Details zur Aufgabe: Wie lautet im Text über Léon Marchand die Stelle, die mit „Nun ist Léon“ beginnt und mit „Meter Lagen erbracht.“ endet? Schreib sie Wort für Wort ab.

Vorgegebener Text:
══════

Nun ist Léon Marchand also auch noch der Allererste, der eine Goldmedaille im Brust- und im Schmetterlingsschwimmen gewonnen hat. Kein Superlativ macht halt vor dem 22-jährigen Mann aus Toulouse, sein Trainer Bob Bowman, der einstige Coach des Wunderschwimmers Michael Phelps, dürfte weitere Tränen vergossen haben am Mittwochabend. Binnen nicht einmal zwei Stunden holte sich Marchand die Titel über 200 Meter Schmetterling gegen Weltrekordhalter Kristof Milak und dann auch über 200 Meter Brust. Der erste Akt der Marchand-Festspiele, die von allen Schwimmexperten prophezeit worden waren, hatte am Sonntag seinen Olympiasieg über 400 Meter Lagen erbracht.
Aber so laut wie bei diesem atemberaubenden Delfinfinale am Mittwoch gegen Milak waren die 17 000 Zuschauer in der Défense-Arena noch nie. Mit seinen langen, unheimlich effektiven Tauchphasen nach den Wenden pirschte sich Marchand immer näher an Milak heran, auf der letzten Bahn holte er ihn ein. Wie zwei Schaufelradbagger pflügte das Duo durchs Wasser, der Lärm der Fans schmerzte nun nicht mehr nur in den Ohren, sondern erreichte die Dezibelstärke eines Presslufthammers. Und während Milak die Kräfte immer mehr ausgingen, zog Marchand an ihm vorbei. „Es war ein verrückter Wettkampf, aber ich habe eine sehr gute Strategie angewandt und meine Tauchzüge gut genutzt“, sagte er.

══════

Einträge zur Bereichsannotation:
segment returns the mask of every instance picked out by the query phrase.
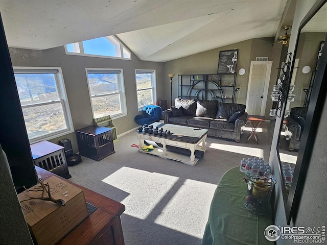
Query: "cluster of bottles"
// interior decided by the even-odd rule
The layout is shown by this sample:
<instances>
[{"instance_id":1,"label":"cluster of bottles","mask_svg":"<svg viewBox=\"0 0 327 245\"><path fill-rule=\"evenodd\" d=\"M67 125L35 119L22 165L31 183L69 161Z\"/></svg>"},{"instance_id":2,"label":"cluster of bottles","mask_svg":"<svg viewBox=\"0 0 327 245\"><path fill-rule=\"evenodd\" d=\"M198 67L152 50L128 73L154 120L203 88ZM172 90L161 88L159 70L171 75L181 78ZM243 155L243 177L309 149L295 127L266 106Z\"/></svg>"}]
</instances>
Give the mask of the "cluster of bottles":
<instances>
[{"instance_id":1,"label":"cluster of bottles","mask_svg":"<svg viewBox=\"0 0 327 245\"><path fill-rule=\"evenodd\" d=\"M270 166L268 162L265 162L262 157L249 157L247 159L243 158L240 164L240 171L245 173L248 170L252 169L254 172L259 171L271 172Z\"/></svg>"},{"instance_id":2,"label":"cluster of bottles","mask_svg":"<svg viewBox=\"0 0 327 245\"><path fill-rule=\"evenodd\" d=\"M282 171L284 177L285 185L290 186L293 180L293 175L294 174L294 168L292 168L291 164L289 163L286 165L282 162Z\"/></svg>"}]
</instances>

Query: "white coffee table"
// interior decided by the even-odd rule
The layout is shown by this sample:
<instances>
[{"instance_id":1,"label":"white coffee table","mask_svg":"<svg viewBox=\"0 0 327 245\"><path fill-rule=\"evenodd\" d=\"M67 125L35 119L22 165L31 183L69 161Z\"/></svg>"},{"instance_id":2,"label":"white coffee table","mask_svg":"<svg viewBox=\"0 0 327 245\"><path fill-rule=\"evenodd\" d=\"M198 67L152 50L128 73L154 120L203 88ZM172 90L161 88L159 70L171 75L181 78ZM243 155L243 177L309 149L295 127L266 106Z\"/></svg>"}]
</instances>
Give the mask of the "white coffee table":
<instances>
[{"instance_id":1,"label":"white coffee table","mask_svg":"<svg viewBox=\"0 0 327 245\"><path fill-rule=\"evenodd\" d=\"M208 131L206 129L195 130L196 128L160 122L154 122L151 125L153 125L154 128L157 127L159 128L162 128L164 130L169 130L171 134L167 136L160 136L158 135L155 135L153 134L136 132L137 138L139 140L138 151L141 152L154 155L162 158L178 161L187 165L194 166L199 160L199 158L196 158L194 155L195 151L201 151L203 152L206 151L205 139L206 133ZM179 137L177 135L179 136L182 135L182 136ZM151 151L145 152L142 150L142 148L145 145L145 140L160 143L162 144L162 149L155 148ZM191 151L191 156L189 157L179 153L167 151L166 145L189 150Z\"/></svg>"}]
</instances>

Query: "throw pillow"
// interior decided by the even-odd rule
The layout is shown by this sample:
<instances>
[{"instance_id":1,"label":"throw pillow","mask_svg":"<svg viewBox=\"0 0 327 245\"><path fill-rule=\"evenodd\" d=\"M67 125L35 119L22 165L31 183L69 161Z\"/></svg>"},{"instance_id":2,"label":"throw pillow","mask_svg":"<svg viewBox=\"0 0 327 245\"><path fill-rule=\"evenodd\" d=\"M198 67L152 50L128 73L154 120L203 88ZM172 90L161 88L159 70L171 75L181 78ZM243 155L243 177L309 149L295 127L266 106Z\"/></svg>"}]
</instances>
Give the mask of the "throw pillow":
<instances>
[{"instance_id":1,"label":"throw pillow","mask_svg":"<svg viewBox=\"0 0 327 245\"><path fill-rule=\"evenodd\" d=\"M183 115L183 111L182 110L182 107L172 107L172 111L173 111L173 116L182 116Z\"/></svg>"},{"instance_id":2,"label":"throw pillow","mask_svg":"<svg viewBox=\"0 0 327 245\"><path fill-rule=\"evenodd\" d=\"M230 116L230 117L228 118L227 122L230 124L234 124L235 122L235 121L236 121L236 119L239 118L239 116L243 114L244 112L244 111L237 111L231 116Z\"/></svg>"},{"instance_id":3,"label":"throw pillow","mask_svg":"<svg viewBox=\"0 0 327 245\"><path fill-rule=\"evenodd\" d=\"M181 107L183 115L184 116L195 116L196 100L176 98L175 100L175 107Z\"/></svg>"}]
</instances>

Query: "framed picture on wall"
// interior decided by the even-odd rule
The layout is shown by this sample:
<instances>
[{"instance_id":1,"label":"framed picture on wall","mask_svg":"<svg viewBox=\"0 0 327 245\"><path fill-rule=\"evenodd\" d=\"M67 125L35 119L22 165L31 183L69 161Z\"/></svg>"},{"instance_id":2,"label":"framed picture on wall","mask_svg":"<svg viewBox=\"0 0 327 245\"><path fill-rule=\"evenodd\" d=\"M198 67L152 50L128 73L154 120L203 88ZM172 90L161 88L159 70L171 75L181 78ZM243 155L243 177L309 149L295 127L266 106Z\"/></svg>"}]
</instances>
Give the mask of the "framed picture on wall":
<instances>
[{"instance_id":1,"label":"framed picture on wall","mask_svg":"<svg viewBox=\"0 0 327 245\"><path fill-rule=\"evenodd\" d=\"M322 41L320 42L320 45L319 46L319 52L318 52L318 58L317 58L317 65L316 66L316 69L318 69L318 65L319 65L319 60L321 56L321 54L322 53L322 48L323 47L323 45L324 44L325 41Z\"/></svg>"},{"instance_id":2,"label":"framed picture on wall","mask_svg":"<svg viewBox=\"0 0 327 245\"><path fill-rule=\"evenodd\" d=\"M217 73L233 74L236 71L239 50L219 52Z\"/></svg>"}]
</instances>

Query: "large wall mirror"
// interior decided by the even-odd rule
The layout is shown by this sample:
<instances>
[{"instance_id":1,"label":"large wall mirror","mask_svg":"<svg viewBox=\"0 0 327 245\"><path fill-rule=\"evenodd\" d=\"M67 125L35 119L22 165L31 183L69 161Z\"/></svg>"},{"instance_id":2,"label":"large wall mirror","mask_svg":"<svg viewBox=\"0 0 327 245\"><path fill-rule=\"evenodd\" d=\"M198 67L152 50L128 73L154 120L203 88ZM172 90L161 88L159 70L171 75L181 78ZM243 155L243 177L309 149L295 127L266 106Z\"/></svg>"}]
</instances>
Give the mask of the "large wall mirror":
<instances>
[{"instance_id":1,"label":"large wall mirror","mask_svg":"<svg viewBox=\"0 0 327 245\"><path fill-rule=\"evenodd\" d=\"M278 144L287 224L295 220L320 114L326 96L327 2L321 1L301 23Z\"/></svg>"}]
</instances>

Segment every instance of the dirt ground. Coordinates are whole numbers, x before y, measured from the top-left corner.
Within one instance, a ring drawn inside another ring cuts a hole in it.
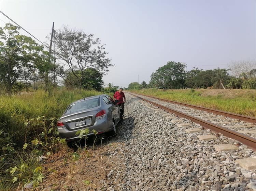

══════

Gelöste Aufgabe:
Nun ist Léon Marchand also auch noch der Allererste, der eine Goldmedaille im Brust- und im Schmetterlingsschwimmen gewonnen hat. Kein Superlativ macht halt vor dem 22-jährigen Mann aus Toulouse, sein Trainer Bob Bowman, der einstige Coach des Wunderschwimmers Michael Phelps, dürfte weitere Tränen vergossen haben am Mittwochabend. Binnen nicht einmal zwei Stunden holte sich Marchand die Titel über 200 Meter Schmetterling gegen Weltrekordhalter Kristof Milak und dann auch über 200 Meter Brust. Der erste Akt der Marchand-Festspiele, die von allen Schwimmexperten prophezeit worden waren, hatte am Sonntag seinen Olympiasieg über 400 Meter Lagen erbracht.